### The exercise
Continue the mailing-list post below about the new Leica SL camera, starting right after its final sentence.

### Passage given
>> START
[Leica] NEW CAMERA??? LEICA SL.

Ted Grant tedgrant at shaw.ca
Thu Aug 18 14:33:58 PDT 2016


A friend sent me a sort of flyer on a new SLR LEICA  "LEICA SL" model.

ISO RATE?  50 to 50,000
Like with that kind of sensitivity???? "WHO NEEDS LIGHT?"  A quick look through advertisment  and it truly appears as a "magical machine? It's also?  Mirrorless?
Seems like lots of other cool bits, buttons & thing-mee-bobs!
Maybe some of you have heard of it or quite possibly played with one?
Another interesting bit? With an adapter you can use "M-lenses"??????? Oh and there were all kinds of new stuff?
>> END
### Listing
>> START
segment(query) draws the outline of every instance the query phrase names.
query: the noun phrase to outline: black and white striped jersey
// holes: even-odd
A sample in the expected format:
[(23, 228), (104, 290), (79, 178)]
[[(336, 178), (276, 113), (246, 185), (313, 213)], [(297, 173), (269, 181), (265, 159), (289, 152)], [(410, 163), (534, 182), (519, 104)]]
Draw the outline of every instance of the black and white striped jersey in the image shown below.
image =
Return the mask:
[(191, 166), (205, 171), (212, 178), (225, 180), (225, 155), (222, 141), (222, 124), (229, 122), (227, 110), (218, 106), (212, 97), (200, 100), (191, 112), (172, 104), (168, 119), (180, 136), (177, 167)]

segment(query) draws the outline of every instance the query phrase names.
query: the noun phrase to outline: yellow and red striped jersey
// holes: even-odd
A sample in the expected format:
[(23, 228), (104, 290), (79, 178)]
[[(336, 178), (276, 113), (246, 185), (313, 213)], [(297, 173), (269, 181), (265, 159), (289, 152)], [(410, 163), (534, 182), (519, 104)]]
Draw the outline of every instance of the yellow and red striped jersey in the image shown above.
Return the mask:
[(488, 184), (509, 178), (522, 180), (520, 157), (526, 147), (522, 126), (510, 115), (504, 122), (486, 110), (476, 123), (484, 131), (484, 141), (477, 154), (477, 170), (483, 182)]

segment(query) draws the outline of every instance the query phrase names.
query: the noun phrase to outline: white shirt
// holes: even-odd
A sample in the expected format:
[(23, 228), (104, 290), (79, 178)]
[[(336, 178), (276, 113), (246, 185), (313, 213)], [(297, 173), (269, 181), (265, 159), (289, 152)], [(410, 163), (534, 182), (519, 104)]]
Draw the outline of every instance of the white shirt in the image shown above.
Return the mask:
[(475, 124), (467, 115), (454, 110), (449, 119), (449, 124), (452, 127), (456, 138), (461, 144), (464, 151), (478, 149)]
>> END
### Task response
HOWEVER I DID NOT SEE A PRICE???????? :-( Oh well can't afford one anyway!  :-( 
cheers,
Dr. Ted

-----Original Message-----
From: LUG [mailto:lug-bounces+tedgrant=shaw.ca at leica-users.org] On Behalf Of Nathan Wajsman
Sent: August-15-16 9:32 PM
To: Leica Users Group
Subject: Re: [Leica] Louisiana

++++1

Nathan Wajsman
Alicante, Spain
http://www.frozenlight.eu <http://www.frozenlight.eu/>
http:// <http://www.greatpix.eu/>www.greatpix.eu
PICTURE OF THE WEEK: http://www.fotocycle.dk/paws <http://www.fotocycle.dk/paws>Blog: http://nathansmusings.wordpress.com/ <http://nathansmusings.wordpress.com/>
Cycling: http://www.crazyguyonabike.com/belgiangator <http://www.crazyguyonabike.com/belgiangator>
YNWA













> On 16 Aug 2016, at 04:05, George Lottermoser <george.imagist at icloud.com> wrote:
> 
> Good to hear you and yours are still fine.
> Thank you for sharing that powerful, first hand narrative.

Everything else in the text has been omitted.